• **Cytowany fragment**

• Kino
  • Mapa
  • Ogłoszenia
  • Forum
  • Komunikacja
  • Raport

Kaszuby - lasy, pola i jeziora; edycja 08

Krzysztof Kochanowicz
23 marca 2011 (artykuł sprzed 13 lat) 
Miejscami na kaszubskich drogach gruntowych jest już całkiem sucho. Miejscami na kaszubskich drogach gruntowych jest już całkiem sucho.

Ile razy wybieramy się na Kaszuby, tyle razy trasa różni się od poprzedniej, co świadczy o tym, że ile umysłów, tyle pomysłów. Bocznych dróg o niewielkim stopniu ruchu samochodów jak i ścieżek, które wykorzystać można pod kątem wycieczek jest pod dostatkiem. Z Trójmiasta na Kaszuby mamy niespełna pół godziny drogi, a opcji wyjazdu z naszej aglomeracji też jest sporo. Można udać się oczywiście o własnych siłach, albo korzystając np.: pociągu.



Tym razem miejscem rozpoczęcia naszej wycieczki myła miejscowość Luzino, leżąca nieopodal Wejherowa. Uczestnicy wycieczki mieli wybór, albo dotrzeć na miejsce zbiórki o własnych siłach, albo pociągiem. Dla większości jednak była to pierwsza wycieczka rowerowa w tym roku kalendarzowym, zatem porywanie się na dystans powyżej stu kilometrów nie wchodziło w grę. Tylko nieliczni dojazd potraktowali jako trening. Większość uczestników liczyła na sielankową wycieczkę i integrację środowiska ludzi pozytywnie zakręconych, i tak faktycznie było.
Trasa, którą przygotowaliśmy była skierowana przede wszystkim do tych wszystkich, którzy w tym sezonie dosiedli swego bicykla po raz pierwszy. Dlatego też większość trasy wiodła drogami asfaltowymi o niskim natężeniu ruchu. Miejscami przyszło nam również poruszać się drogami gruntowymi, jednak ze względu na błoto i roztapiający się śnieg, staraliśmy się wybrać te najbardziej przejezdne.

• **Krótkie zadanie**
Zacytuj cały powyższy tekst o wycieczce rowerowej na Kaszuby, bez żadnych zmian.

Zapisane wiersze zbioru danych
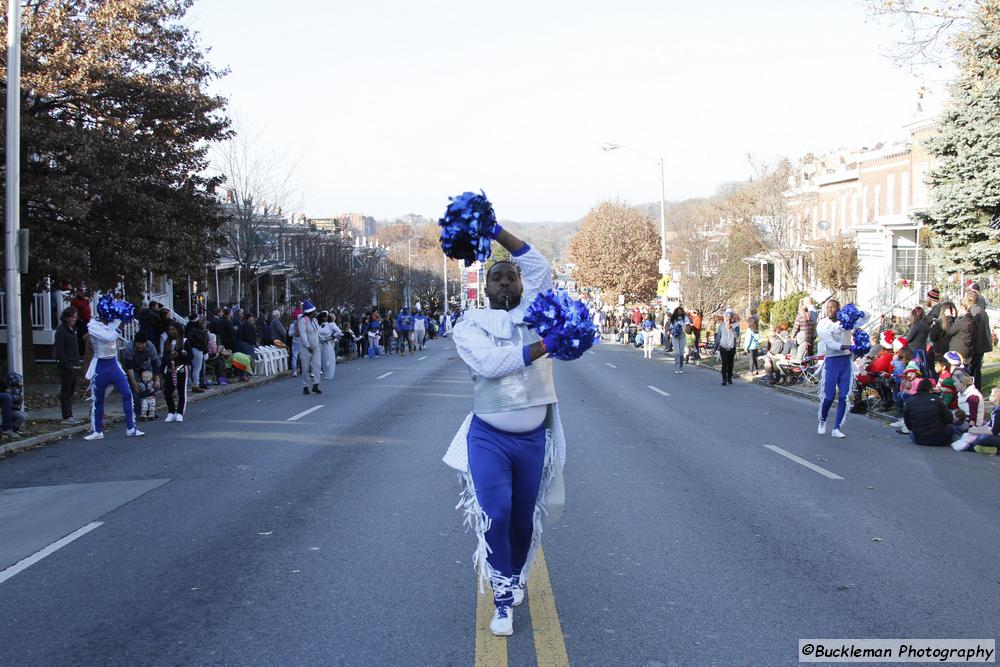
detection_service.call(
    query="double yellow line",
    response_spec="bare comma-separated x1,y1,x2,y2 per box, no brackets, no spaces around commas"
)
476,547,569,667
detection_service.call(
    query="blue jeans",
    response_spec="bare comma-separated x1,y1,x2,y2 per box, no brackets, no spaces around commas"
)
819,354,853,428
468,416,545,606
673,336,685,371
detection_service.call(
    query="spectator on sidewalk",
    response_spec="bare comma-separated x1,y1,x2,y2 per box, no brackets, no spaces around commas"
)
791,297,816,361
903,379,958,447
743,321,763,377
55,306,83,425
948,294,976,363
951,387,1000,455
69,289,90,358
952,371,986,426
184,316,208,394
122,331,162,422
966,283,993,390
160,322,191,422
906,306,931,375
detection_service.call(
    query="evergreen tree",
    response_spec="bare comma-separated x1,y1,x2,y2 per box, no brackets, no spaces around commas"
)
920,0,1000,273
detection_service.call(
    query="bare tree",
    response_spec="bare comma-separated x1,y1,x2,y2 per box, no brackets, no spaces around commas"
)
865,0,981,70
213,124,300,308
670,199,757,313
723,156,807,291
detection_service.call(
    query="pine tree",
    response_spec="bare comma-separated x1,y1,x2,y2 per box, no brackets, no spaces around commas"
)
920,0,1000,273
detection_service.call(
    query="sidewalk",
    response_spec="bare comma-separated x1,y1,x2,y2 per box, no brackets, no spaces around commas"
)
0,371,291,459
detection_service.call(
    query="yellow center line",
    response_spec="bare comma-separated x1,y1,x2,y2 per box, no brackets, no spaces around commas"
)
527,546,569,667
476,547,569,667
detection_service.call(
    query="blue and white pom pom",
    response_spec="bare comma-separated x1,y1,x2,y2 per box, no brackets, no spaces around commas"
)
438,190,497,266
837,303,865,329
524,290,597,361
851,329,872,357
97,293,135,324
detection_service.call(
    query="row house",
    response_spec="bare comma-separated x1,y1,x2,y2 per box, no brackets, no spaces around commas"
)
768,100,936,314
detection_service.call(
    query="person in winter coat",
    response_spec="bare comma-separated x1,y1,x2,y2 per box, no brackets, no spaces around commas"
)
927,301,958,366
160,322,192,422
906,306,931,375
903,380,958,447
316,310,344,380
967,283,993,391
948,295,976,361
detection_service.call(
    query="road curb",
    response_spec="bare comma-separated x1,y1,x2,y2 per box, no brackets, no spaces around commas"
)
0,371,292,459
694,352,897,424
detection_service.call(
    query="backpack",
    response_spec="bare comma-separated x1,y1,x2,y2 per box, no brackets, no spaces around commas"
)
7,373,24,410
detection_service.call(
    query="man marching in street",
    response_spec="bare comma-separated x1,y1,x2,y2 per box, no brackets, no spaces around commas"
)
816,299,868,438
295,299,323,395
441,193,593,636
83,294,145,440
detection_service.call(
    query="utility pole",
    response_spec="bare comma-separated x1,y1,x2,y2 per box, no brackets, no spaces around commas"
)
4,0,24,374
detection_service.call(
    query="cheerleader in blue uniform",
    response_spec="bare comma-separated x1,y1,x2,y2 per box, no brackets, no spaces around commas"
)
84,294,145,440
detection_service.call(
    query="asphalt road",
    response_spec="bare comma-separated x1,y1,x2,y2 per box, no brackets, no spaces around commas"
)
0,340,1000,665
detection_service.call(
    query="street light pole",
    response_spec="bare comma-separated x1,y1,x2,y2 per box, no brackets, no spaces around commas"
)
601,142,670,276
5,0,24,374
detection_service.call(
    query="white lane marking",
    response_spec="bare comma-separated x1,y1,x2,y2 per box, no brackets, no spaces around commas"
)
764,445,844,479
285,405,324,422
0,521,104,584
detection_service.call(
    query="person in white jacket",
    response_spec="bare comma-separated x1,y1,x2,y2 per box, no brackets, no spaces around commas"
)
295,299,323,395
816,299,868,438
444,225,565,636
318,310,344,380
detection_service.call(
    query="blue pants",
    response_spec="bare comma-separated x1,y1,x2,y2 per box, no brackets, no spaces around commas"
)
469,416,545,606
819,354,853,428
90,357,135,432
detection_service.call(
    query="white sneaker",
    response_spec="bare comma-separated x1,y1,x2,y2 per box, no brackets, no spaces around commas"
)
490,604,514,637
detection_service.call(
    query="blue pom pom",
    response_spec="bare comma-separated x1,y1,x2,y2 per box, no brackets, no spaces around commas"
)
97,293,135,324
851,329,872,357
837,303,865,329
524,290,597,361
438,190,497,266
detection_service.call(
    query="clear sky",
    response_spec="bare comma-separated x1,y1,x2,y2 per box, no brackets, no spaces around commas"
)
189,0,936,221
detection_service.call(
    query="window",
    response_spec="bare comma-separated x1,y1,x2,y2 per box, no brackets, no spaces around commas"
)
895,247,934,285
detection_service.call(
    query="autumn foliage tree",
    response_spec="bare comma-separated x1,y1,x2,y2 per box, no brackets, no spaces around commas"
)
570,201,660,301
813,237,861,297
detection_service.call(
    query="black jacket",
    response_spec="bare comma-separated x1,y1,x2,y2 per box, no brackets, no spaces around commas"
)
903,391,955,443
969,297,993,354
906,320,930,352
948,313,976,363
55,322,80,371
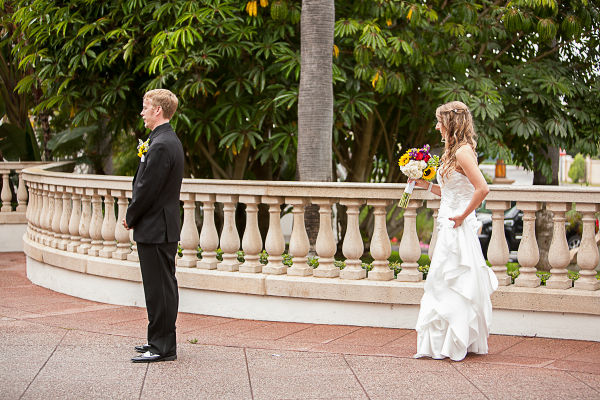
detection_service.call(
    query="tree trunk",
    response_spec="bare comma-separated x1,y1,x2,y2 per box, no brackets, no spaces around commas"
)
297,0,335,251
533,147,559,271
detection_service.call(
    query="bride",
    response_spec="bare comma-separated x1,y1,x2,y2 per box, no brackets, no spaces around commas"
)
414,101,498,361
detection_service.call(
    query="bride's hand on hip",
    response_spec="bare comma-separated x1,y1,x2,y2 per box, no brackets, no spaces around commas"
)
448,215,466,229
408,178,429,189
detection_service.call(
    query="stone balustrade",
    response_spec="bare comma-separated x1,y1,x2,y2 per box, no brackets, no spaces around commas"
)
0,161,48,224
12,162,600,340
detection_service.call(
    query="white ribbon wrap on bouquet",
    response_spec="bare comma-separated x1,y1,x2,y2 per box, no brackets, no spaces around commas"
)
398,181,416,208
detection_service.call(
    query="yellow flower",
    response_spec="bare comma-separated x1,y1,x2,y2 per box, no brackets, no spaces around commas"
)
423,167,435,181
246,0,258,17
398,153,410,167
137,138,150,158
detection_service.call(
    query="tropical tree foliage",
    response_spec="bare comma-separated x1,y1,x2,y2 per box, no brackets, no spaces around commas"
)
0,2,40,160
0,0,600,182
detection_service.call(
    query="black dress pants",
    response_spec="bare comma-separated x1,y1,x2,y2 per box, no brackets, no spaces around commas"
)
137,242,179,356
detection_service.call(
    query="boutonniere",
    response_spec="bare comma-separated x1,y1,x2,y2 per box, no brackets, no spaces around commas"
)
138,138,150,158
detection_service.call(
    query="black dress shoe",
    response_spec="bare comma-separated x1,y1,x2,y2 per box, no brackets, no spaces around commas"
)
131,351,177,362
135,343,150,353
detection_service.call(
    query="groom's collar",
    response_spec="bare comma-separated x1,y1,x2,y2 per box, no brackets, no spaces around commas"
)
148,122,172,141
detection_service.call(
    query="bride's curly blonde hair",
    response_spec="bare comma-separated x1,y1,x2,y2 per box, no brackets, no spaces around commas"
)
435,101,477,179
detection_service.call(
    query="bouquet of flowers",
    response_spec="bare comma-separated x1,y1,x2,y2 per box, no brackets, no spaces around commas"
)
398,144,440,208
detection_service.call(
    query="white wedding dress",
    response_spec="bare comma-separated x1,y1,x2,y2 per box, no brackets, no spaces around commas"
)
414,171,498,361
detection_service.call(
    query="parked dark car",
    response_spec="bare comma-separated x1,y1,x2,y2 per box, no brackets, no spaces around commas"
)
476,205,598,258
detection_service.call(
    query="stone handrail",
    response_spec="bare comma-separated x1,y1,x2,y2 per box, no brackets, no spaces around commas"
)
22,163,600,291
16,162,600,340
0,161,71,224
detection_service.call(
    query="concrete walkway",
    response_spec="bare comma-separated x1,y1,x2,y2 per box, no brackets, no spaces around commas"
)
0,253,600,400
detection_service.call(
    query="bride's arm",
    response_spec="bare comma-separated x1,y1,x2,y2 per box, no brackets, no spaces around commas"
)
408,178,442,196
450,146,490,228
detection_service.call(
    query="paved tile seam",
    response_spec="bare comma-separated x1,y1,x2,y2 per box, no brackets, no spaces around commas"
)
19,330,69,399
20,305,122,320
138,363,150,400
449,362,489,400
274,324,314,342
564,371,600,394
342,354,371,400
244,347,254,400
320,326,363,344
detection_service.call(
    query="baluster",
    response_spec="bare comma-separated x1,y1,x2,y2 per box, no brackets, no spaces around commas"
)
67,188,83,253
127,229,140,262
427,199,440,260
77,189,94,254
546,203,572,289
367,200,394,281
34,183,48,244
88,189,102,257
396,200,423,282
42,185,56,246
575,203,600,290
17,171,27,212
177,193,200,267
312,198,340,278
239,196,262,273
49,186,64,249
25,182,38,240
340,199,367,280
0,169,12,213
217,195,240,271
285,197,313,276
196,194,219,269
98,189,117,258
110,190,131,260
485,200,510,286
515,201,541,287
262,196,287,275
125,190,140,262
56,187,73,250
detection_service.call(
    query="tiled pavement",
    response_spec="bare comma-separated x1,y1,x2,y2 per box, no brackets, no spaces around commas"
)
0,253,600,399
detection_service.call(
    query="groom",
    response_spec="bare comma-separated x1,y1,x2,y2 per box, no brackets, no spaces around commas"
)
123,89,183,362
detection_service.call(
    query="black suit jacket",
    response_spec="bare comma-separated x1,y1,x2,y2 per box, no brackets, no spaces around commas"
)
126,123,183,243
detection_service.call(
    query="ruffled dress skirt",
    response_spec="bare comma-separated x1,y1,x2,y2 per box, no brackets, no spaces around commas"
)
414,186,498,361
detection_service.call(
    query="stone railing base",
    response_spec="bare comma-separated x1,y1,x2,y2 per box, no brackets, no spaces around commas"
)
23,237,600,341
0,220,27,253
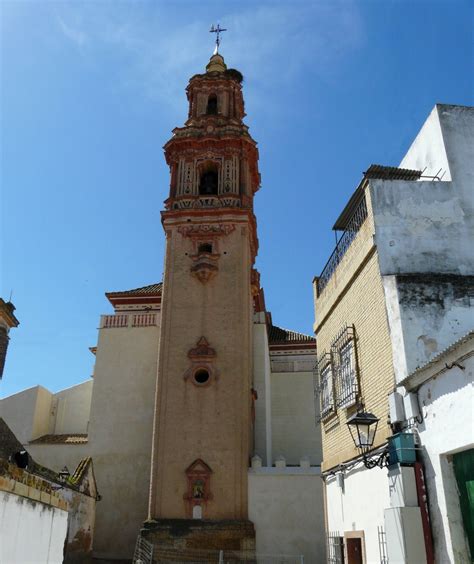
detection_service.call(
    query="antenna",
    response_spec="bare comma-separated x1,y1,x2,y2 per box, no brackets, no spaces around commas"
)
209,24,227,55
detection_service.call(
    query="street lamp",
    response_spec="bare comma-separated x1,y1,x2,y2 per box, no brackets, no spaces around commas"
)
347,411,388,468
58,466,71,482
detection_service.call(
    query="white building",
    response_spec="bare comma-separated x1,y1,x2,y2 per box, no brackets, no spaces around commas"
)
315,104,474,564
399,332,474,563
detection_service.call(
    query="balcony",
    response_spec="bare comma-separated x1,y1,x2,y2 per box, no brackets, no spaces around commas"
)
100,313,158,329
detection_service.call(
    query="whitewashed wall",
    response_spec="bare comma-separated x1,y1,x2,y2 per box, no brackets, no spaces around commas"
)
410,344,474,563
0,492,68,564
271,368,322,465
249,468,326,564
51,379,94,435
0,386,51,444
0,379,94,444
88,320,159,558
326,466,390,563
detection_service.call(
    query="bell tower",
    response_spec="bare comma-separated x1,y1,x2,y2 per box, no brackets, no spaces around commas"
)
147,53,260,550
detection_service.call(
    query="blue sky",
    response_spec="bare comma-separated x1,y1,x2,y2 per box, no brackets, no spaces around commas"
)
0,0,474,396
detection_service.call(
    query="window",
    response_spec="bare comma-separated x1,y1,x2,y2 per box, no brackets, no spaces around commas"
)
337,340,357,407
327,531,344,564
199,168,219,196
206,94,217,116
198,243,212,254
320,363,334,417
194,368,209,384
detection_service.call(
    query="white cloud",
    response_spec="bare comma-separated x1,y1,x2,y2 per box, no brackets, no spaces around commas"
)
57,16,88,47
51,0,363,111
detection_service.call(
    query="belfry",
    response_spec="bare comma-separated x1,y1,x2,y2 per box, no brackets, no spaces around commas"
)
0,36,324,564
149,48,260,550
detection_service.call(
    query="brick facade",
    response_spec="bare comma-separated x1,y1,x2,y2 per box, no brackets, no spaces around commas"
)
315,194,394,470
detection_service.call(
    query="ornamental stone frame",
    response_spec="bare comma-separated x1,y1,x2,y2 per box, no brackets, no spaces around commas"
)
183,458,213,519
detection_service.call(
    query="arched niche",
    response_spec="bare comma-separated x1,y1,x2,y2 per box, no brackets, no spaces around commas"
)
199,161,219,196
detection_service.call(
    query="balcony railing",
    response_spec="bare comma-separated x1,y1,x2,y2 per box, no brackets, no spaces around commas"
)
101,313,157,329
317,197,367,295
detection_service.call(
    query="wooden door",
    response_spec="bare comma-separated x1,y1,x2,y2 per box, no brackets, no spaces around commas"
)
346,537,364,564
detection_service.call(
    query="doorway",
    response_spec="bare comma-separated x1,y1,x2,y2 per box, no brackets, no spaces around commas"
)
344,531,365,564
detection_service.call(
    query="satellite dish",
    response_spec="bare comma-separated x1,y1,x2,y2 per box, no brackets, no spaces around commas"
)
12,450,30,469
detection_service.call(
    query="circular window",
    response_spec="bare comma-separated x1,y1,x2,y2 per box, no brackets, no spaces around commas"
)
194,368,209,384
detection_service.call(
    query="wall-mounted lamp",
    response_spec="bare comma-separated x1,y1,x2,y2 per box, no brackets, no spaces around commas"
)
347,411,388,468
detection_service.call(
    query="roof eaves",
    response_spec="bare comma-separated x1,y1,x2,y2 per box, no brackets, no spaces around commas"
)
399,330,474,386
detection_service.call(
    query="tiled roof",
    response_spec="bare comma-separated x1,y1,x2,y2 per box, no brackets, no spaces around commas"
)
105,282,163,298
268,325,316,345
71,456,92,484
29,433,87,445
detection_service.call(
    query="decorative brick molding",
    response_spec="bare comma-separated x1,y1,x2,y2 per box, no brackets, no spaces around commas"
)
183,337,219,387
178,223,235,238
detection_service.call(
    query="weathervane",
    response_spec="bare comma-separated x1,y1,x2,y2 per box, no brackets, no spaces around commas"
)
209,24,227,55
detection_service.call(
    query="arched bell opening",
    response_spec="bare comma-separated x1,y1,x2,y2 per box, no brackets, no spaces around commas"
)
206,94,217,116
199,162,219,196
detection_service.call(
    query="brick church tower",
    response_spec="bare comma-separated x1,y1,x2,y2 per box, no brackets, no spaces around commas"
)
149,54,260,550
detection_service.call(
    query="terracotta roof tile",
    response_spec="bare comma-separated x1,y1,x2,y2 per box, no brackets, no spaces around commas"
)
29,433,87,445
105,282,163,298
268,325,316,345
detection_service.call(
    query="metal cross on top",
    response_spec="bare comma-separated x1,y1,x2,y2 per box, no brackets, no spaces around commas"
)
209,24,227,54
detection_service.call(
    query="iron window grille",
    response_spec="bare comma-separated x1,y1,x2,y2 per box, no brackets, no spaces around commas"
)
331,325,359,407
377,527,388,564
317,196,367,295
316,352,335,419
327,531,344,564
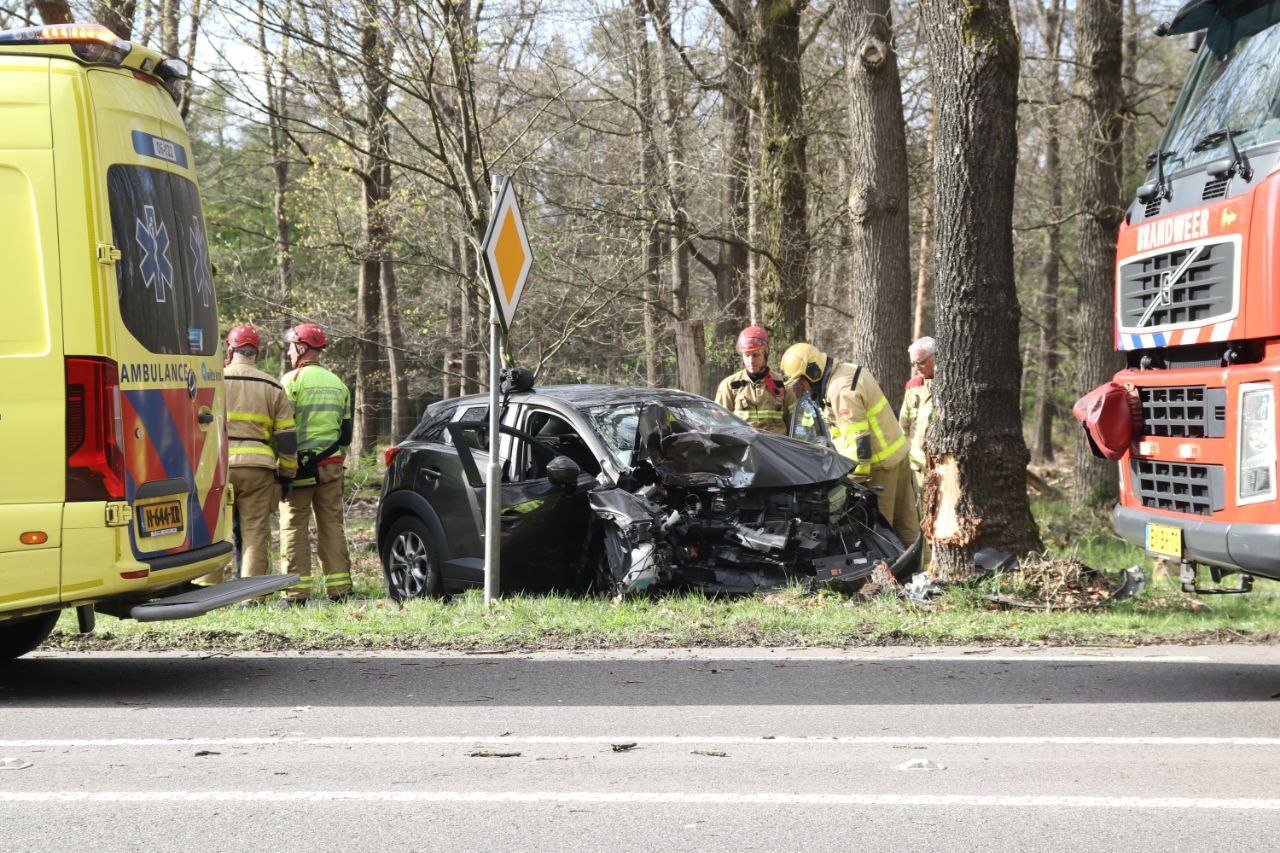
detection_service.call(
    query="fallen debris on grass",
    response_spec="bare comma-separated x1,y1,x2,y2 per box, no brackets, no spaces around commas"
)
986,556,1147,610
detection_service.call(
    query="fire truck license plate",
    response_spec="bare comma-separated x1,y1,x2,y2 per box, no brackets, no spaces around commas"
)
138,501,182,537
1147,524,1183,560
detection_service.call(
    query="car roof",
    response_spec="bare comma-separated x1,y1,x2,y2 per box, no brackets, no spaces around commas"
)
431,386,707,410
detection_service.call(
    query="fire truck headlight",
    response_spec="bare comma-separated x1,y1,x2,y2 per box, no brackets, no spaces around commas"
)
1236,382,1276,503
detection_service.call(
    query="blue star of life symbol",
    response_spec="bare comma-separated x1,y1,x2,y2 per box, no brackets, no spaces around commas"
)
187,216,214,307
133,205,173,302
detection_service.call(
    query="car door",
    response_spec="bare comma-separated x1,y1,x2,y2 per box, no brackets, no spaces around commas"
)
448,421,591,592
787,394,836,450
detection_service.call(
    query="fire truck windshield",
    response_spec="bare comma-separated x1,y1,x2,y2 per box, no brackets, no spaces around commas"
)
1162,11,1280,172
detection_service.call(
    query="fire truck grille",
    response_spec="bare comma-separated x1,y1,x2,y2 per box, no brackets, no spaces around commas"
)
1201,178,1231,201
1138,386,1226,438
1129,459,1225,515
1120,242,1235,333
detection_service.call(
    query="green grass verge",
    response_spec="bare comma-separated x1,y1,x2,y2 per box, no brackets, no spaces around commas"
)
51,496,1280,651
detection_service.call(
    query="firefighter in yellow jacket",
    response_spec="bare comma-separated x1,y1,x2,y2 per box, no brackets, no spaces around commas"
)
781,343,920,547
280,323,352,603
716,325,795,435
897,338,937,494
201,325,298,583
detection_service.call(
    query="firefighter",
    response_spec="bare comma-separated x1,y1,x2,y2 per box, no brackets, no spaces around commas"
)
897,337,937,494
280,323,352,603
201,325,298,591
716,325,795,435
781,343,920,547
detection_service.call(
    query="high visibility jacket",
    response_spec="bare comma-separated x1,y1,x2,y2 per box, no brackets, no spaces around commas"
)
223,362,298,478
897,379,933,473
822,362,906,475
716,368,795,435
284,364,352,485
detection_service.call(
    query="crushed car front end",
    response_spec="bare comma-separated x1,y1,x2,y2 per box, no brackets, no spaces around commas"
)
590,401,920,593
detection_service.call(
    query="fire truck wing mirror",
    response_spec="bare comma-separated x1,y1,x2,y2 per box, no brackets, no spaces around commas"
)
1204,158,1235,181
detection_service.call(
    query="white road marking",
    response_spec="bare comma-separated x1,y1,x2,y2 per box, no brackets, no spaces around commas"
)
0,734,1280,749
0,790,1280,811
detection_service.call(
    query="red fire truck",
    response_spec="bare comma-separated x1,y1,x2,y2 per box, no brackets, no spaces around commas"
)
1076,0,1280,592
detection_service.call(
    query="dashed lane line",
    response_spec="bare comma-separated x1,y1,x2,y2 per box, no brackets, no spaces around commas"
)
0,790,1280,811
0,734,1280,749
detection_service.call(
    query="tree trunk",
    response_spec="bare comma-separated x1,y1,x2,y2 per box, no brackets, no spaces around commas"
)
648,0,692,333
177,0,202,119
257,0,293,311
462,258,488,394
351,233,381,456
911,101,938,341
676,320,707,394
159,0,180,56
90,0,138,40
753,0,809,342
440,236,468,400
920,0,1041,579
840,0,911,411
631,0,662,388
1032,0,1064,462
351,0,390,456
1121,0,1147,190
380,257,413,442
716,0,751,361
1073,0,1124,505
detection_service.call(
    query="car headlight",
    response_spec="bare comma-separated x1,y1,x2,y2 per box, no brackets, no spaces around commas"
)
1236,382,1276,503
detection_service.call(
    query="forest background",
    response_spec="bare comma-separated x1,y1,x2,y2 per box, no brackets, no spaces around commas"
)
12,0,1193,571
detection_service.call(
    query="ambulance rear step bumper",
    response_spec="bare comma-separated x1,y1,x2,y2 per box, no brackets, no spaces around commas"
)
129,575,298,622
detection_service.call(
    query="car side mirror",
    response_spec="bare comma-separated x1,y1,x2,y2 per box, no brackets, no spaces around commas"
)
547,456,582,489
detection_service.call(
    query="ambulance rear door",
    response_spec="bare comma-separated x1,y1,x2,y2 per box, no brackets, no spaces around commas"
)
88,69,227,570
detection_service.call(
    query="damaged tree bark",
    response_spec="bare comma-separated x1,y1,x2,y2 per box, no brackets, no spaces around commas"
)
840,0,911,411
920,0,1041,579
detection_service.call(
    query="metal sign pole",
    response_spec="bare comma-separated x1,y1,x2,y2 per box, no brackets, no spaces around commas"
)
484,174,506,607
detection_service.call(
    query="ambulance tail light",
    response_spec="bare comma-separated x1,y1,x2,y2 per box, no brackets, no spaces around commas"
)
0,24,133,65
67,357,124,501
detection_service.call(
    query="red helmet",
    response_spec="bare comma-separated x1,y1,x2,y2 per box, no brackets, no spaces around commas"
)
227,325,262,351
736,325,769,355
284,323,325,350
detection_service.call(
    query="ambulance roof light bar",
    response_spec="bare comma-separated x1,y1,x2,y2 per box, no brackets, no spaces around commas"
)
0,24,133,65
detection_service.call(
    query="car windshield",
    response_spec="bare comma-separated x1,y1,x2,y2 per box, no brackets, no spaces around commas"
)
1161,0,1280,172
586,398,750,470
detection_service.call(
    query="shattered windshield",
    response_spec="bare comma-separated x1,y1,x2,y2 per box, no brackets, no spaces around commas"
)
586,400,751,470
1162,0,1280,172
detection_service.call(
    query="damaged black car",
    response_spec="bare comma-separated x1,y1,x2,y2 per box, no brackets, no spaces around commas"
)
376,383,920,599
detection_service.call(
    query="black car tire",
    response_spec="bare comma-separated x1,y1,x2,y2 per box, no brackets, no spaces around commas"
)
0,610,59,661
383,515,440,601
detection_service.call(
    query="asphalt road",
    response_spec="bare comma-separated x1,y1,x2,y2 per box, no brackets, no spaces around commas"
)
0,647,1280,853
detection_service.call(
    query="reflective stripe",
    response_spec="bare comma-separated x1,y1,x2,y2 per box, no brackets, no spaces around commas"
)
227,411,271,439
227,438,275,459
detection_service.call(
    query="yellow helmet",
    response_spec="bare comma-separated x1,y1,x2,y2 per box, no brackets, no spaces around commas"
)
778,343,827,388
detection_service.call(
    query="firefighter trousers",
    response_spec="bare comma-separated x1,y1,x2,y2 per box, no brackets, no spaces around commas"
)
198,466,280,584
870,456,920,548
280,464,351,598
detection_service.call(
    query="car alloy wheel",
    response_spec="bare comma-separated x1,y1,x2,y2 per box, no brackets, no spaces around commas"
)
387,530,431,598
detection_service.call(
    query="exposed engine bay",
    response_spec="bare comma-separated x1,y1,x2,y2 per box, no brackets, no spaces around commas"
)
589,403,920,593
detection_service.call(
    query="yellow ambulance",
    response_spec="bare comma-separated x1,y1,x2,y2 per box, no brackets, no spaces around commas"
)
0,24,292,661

• **Wynik zadania**
• Kino
  • Mapa
  • Ogłoszenia
  • Forum
  • Komunikacja
  • Raport

Kaszuby - lasy, pola i jeziora; edycja 08

Krzysztof Kochanowicz
23 marca 2011 (artykuł sprzed 13 lat) 
Miejscami na kaszubskich drogach gruntowych jest już całkiem sucho. Miejscami na kaszubskich drogach gruntowych jest już całkiem sucho.

Ile razy wybieramy się na Kaszuby, tyle razy trasa różni się od poprzedniej, co świadczy o tym, że ile umysłów, tyle pomysłów. Bocznych dróg o niewielkim stopniu ruchu samochodów jak i ścieżek, które wykorzystać można pod kątem wycieczek jest pod dostatkiem. Z Trójmiasta na Kaszuby mamy niespełna pół godziny drogi, a opcji wyjazdu z naszej aglomeracji też jest sporo. Można udać się oczywiście o własnych siłach, albo korzystając np.: pociągu.



Tym razem miejscem rozpoczęcia naszej wycieczki myła miejscowość Luzino, leżąca nieopodal Wejherowa. Uczestnicy wycieczki mieli wybór, albo dotrzeć na miejsce zbiórki o własnych siłach, albo pociągiem. Dla większości jednak była to pierwsza wycieczka rowerowa w tym roku kalendarzowym, zatem porywanie się na dystans powyżej stu kilometrów nie wchodziło w grę. Tylko nieliczni dojazd potraktowali jako trening. Większość uczestników liczyła na sielankową wycieczkę i integrację środowiska ludzi pozytywnie zakręconych, i tak faktycznie było.
Trasa, którą przygotowaliśmy była skierowana przede wszystkim do tych wszystkich, którzy w tym sezonie dosiedli swego bicykla po raz pierwszy. Dlatego też większość trasy wiodła drogami asfaltowymi o niskim natężeniu ruchu. Miejscami przyszło nam również poruszać się drogami gruntowymi, jednak ze względu na błoto i roztapiający się śnieg, staraliśmy się wybrać te najbardziej przejezdne.